**Document excerpt**:

#####

The healthcare organization must identify who the remote workers will be, and to facilitate remote working, must provide secure laptops and remote network access (typically a secure and encrypted VPN). Endpoint protection applies to any remote device, including cell phones, tablets, or medical equipment. The minimum standards needed are AES256 encryption of all hard drives and encrypted network access.
All endpoints require managed user access controls with multi-factor authentication. Additional security measures may include automatic screen locks and a remotely managed kill switch to wipe the data remotely if a laptop is stolen. The same rules apply to external media, such as flash or hard drives. When not in use, the media must be locked away, and the data must be professionally destroyed following task completion.
Improve Your Security Posture by Outsourcing Critical IT Services to a HIPAA-Compliant Hosting Provider
Outsourcing critical IT services to a dedicated HIPAA-certified provider is a great way to solve most of the headaches of achieving HIPAA compliance standards. Choose a provider that will sign a business associate agreement (BAA), a contract that guarantees data integrity and minimum service levels.
Choose a provider that will securely host IT equipment. HIPAA demands a secured, monitored environment with strict access controls to servers. An environmentally controlled and secure data center is a much better location for IT systems than an unsecured room within hospital grounds.
A hosting provider can offer multiple choices of VPN and can advise how to harden the network further. Any remote worker network equipment should have the default passwords changed. When using WIFI, use a minimum security standard of WPA2-AES to prevent network sniffing.
How Workers Can Help Remain Compliant
Remote workers should adhere to a paperless office environment and only print ePHI if necessary. Any printouts must be destroyed, and medical files must be locked in secured storage. Although employees can bring their own devices (BYOD), it is not recommended. All laptops require antivirus enabled and an enforced patching policy the user cannot override.

#####

**Task list**:
1 > Transcribe the part of the HIPAA remote-work passage that begins at the words "The healthcare organization" and stops after the words "encrypted network access.".
2 > Go on with the HIPAA remote-work passage from where it stops.

#####

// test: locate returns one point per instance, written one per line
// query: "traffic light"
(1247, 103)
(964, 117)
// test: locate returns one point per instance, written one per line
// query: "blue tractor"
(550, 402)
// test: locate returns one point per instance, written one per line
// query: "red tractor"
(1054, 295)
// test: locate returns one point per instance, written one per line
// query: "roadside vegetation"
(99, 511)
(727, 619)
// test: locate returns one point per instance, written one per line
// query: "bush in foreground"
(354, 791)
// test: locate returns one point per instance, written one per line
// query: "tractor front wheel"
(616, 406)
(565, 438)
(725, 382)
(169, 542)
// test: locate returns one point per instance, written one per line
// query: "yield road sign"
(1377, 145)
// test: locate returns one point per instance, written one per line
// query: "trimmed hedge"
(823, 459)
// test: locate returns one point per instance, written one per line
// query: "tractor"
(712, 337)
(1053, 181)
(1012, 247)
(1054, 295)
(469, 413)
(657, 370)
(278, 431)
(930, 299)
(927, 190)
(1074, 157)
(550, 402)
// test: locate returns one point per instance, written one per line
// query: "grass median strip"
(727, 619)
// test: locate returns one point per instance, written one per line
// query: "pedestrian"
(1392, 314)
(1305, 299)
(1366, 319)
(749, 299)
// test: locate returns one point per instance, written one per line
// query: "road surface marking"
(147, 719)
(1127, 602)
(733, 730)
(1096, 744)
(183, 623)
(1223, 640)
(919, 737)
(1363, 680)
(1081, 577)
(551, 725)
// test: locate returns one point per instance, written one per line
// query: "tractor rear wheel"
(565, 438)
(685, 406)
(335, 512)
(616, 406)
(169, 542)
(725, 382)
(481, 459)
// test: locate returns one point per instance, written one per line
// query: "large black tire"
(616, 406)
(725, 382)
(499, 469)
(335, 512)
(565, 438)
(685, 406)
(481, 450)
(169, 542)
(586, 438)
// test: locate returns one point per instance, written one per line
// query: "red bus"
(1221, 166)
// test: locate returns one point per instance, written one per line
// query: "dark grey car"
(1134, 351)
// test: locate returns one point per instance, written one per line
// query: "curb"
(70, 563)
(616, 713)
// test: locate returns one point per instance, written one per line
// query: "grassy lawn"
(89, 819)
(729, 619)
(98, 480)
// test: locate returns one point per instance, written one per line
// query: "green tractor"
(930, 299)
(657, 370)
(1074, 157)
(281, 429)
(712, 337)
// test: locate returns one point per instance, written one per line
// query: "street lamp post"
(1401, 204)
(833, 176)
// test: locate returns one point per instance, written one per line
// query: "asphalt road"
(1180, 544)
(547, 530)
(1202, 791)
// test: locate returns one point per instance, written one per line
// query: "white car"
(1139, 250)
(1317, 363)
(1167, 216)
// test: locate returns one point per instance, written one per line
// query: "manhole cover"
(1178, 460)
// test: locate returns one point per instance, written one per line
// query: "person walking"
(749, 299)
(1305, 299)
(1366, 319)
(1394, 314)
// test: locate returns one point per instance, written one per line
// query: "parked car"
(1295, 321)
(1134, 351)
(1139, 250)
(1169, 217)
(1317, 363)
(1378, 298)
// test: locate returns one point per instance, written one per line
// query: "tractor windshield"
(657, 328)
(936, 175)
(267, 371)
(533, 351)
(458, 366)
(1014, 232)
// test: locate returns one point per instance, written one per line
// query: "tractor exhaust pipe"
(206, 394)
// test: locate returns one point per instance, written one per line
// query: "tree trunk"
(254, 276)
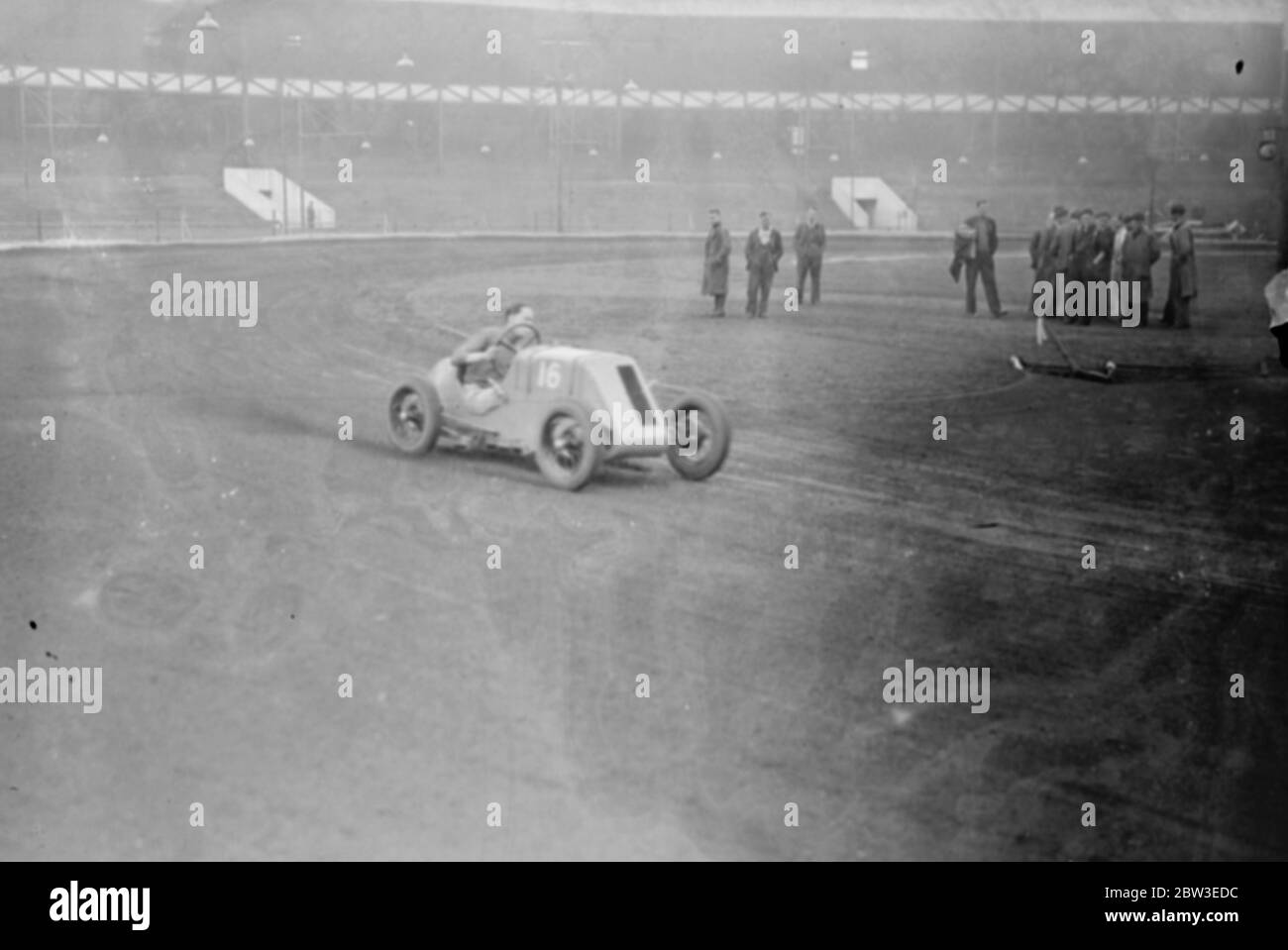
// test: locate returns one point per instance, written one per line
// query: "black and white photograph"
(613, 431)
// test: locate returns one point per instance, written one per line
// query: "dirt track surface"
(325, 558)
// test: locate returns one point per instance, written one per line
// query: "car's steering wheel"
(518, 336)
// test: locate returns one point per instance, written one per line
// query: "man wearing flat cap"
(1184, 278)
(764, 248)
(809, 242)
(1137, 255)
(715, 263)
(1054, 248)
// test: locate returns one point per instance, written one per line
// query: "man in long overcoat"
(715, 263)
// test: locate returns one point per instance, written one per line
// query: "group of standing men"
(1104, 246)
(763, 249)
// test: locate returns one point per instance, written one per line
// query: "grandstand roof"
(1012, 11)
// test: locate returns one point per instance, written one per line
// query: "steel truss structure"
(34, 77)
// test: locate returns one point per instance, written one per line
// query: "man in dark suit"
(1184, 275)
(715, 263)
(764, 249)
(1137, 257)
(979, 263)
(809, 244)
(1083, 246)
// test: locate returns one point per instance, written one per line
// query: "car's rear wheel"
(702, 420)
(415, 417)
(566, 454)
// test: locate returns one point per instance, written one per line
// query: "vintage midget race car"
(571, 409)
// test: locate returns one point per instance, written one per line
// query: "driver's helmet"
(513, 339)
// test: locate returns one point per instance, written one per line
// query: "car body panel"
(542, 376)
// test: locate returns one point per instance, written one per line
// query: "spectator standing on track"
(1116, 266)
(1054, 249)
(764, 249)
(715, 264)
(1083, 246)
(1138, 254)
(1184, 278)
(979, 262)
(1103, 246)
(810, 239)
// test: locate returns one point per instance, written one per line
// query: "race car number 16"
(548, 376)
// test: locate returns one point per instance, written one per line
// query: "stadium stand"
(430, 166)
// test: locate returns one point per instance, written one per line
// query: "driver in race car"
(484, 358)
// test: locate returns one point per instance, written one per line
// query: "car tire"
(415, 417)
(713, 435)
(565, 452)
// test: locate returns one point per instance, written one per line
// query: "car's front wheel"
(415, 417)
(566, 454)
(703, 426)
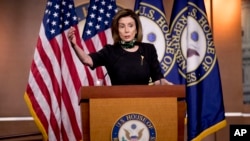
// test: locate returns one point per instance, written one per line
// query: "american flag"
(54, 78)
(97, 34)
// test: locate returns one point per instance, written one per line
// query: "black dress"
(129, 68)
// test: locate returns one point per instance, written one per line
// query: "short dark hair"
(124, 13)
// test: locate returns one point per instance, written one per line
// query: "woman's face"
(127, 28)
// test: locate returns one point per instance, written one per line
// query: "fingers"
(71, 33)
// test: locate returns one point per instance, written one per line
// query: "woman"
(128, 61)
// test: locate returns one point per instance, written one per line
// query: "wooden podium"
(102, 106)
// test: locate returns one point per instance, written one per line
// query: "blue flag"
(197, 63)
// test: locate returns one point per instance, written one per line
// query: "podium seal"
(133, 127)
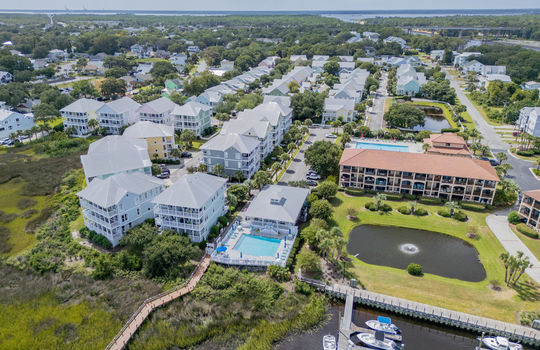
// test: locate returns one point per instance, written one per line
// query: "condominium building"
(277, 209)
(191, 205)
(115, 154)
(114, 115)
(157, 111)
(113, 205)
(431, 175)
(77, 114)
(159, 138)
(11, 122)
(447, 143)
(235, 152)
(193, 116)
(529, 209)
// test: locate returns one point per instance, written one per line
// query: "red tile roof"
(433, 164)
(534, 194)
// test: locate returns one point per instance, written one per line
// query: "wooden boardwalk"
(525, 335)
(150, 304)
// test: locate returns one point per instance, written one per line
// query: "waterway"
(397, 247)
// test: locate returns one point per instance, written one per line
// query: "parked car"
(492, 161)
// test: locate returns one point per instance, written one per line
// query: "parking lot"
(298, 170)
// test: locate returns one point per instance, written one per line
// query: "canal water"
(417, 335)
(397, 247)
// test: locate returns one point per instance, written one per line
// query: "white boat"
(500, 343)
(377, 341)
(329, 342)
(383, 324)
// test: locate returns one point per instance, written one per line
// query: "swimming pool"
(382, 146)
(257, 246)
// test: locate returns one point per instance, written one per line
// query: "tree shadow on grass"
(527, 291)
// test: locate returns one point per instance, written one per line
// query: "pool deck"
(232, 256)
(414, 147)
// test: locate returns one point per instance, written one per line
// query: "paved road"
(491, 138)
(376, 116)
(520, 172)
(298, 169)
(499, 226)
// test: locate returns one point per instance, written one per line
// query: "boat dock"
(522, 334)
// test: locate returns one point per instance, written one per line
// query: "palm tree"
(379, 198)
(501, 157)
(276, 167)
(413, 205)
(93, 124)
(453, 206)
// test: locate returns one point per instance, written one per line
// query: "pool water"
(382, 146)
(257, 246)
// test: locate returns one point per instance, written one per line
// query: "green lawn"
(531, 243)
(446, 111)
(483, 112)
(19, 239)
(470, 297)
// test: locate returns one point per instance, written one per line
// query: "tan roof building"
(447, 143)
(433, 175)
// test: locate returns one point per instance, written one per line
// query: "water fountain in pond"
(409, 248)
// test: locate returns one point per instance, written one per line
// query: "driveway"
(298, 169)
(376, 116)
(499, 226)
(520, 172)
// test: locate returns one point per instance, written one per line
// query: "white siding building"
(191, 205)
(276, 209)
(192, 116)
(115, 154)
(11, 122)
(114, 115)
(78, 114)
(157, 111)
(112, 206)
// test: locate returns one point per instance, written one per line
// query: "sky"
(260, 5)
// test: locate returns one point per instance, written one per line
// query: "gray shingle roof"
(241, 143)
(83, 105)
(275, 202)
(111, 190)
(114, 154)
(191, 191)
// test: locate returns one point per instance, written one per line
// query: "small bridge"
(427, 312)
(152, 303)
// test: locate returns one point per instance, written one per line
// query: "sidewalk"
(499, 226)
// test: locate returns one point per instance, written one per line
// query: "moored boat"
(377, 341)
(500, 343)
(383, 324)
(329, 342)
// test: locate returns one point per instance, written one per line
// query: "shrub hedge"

#####

**Answers below**:
1 >
The healthcare organization must identify who the remote workers will be, and to facilitate remote working, must provide secure laptops and remote network access (typically a secure and encrypted VPN). Endpoint protection applies to any remote device, including cell phones, tablets, or medical equipment. The minimum standards needed are AES256 encryption of all hard drives and encrypted network access.

2 >
If a remote device is lost or stolen, the user must report the theft immediately, and it may be possible to recover the device using remote tracking.
Ensure that your employees only use HIPAA-approved applications. We have compiled our top 10 HIPAA-Compliant applications, including some of the leading VOIP solutions, HIPAA Chat Software, CRM platforms, and Web Conference software companies.
Another essential factor to consider is restricting access to PHI. Deny access to PHI by default except for authorized employees. In-house applications require access controls and detailed auditing that monitors PHI and creates logging when PHI is accessed, changed, or deleted.
Choose Atlantic.Net for all your HIPAA hosting requirements.
Eliminating risk is vital to HIPAA compliance, especially when implementing remote working conditions. Choose a cloud hosting provider audited to the exacting standards of HIPAA compliance. This ensures a compliant hosting environment and a physical data center that complies with the necessary privacy and security safeguards.
Only consider a provider that ensures a highly redundant (fail-safe) platform with features such as enhanced cooling and redundancy generators. Certifications are the best way to determine the provider’s HIPAA credentials. Look for the HIPAA Audited certification.
Certification validates the provider hosting solutions, support teams, and business processes are fully compliant with HIPAA standards. In addition, HITECH takes compliance to the next level with standards for the privacy and security of confidential Electronic Health Record (EHR) data. Other measures like SOC 2 and SOC 3 certifications can further boost the provider’s credentials.